| Belirtilen amaç 1 |
Şehir Tiyatrolarının özelleştirilmesiyle ilgili metne göre şu soruları yanıtlayın:
(a) Akif Beki'nin Radikal'deki yazısının başlığı ve tarihi nedir?
(b) Aslı Öngören hangi derneğin üyesidir?
(c) Başbakan Erdoğan Şehir Tiyatrolarını hangi ay hedef almıştır?
| Belirtilen amaç 2 |
Şehir Tiyatrolarının özelleştirilmesiyle ilgili metni son cümlesinden sonra kaldığı yerden sürdürün.

| Verilen metin |

^^^^^^^^^^^^^^^^

'Tiyatrolar direndikçe daha çok sipariş yazı çıkar'

İstanbul Şehir Tiyatroları ve Devlet Tiyatrolarına yönelik özelleştirme adımını gelen yoğun tepkiler üzerine geri çekmek durumunda kalan AKP, Radikal’e geri dönüş yapan Akif Beki’yi rahatsız etti. Beki'nin bugün sanatçıları hedef alan yazısına Şehir Tiyatrosu sanatçısı Aslı Öngören yanıt verdi.

Geçtiğimiz Nisan ayında Başbakan Erdoğan’ın “Şehir Tiyatroları'nı özelleştireceğim, ondan sonra istediğiniz gibi oynayın” diyerek hedef aldığı ve yönetimini belediye bürokratlarına teslim ettiği Şehir Tiyatroları'nın özelleştirilmemesi Radikal yazarı Akif Beki’yi rahatsız etti. Şehir Tiyatrolarına sahip çıkan sanatçıların sokağa dökülmesinden hayli rahatsız olan Beki, tiyatroların özelleştirilememesinden duyduğu rahatsızlığı dile getirdiği yazısında sanatçılara saldırmaktan da geri durmadı. Sanatçıların devletten gelecek para dolayısıyla “ölümü görüp sıtmaya razı olduğunu” ileri süren Beki, bu yüzden belediye bürokratlarının yönetimine razı olduklarını iddia etti.

Konuya ilişkin görüşünü aldığımız Şehir Tiyatrosu sanatçısı ve İstanbul Şehir Tiyatroları Sanatçıları Derneği üyesi Aslı Öngören, şu açıklamalarda bulundu:

"Akif Beki, Radikal’de 4/10/2012 tarihli “Ne Tiyatroymuş Ama” başlıklı bir yazı yazmış. Ödenekli Tiyatroların özelleştirilme projesine ne olduğunu soruyor. Yeni tiyatro sezonunda perdelerin sessiz sedasız açıldığından dem vuruyor, Şehir Tiyatrosu sanatçılarını yine memuriyetle, kabullenmişlikle suçluyor.

^^^^^^^^^^^^^^^^

| Malzeme |
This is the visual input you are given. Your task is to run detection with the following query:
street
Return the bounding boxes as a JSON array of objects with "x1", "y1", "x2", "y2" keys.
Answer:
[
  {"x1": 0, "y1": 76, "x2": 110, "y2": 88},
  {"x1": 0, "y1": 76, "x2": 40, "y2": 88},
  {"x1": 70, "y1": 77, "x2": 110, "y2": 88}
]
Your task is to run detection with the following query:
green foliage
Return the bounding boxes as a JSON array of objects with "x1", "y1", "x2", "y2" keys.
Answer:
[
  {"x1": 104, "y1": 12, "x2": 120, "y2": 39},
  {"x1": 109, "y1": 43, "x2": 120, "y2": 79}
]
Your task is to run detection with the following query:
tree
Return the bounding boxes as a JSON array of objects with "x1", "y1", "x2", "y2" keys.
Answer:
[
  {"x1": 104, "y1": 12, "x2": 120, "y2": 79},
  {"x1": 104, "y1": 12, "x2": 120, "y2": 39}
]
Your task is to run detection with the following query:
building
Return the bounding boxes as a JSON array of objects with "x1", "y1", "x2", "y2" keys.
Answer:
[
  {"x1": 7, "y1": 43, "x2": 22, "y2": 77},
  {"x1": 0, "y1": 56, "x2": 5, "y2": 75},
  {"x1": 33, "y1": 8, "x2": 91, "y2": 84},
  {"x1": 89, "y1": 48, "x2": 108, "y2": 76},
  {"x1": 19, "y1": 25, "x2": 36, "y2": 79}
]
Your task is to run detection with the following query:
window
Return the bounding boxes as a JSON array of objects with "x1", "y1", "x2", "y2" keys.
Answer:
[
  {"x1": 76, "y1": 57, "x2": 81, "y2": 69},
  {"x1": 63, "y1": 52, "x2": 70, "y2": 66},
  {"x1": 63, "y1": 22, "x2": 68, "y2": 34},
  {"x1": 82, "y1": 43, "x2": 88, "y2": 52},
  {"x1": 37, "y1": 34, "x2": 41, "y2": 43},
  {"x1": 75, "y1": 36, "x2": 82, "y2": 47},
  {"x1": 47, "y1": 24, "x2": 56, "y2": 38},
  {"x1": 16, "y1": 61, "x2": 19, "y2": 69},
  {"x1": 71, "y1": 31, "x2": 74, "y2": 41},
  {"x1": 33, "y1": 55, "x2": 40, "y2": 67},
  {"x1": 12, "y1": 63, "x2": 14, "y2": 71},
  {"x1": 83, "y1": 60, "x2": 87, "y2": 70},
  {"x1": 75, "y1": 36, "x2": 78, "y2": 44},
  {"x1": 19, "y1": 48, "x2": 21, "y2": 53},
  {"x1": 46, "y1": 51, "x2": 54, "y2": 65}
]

^^^^^^^^^^^^^^^^

| Beklenen çıktı 1 |
(a) "Ne Tiyatroymuş Ama", 4/10/2012
(b) İstanbul Şehir Tiyatroları Sanatçıları Derneği
(c) Nisan

| Beklenen çıktı 2 |
Akif Beki’nin ya gerçekten hiçbirşeyden haberi yok ya da gerçekler işine gelmiyor. Ama dikkatle okununca, kendi aramızda kurduğumuz komisyonlara varıncaya kadar tüm sürece dair ayrıntılı bilgisi olduğu anlaşılıyor yazısından. O halde amacı ne bu yazının?

Ödenekli tiyatrolar hala özelleştirilmediler diye, bu kurumların sanatçılarını suçlamak da neyin nesi? Kendisinin iddia ettiği biçimde Şehir Tiyatrosu sanatçıları değil, asıl Belediye kendi getirdiği yönetmelik müdahalesi ile yetinmiş görünüyor. Sanatçıların gerçek özerklik ve sanatsal özgürlük taleplerini umursamıyor. Tabiri caiz ise kulağının üzerine yatıyor. Eğer Belediye, anayasal temelleri ve dünya üzerinde pek çok örneği olan maddi desteğini sanatın ve sanatçının patronluğunu yapmak için koz olarak kullanıyorsa, ayıplanması gereken buna direnen sanatçılar değil, bu direnişi desteklemek yerine çarpıtan, görmezden gelen medya mensupları, sözümona aydınlar, göstermelik, neme lazımcı sözümona sanatçılar ve Belediye’nin ta kendisidir.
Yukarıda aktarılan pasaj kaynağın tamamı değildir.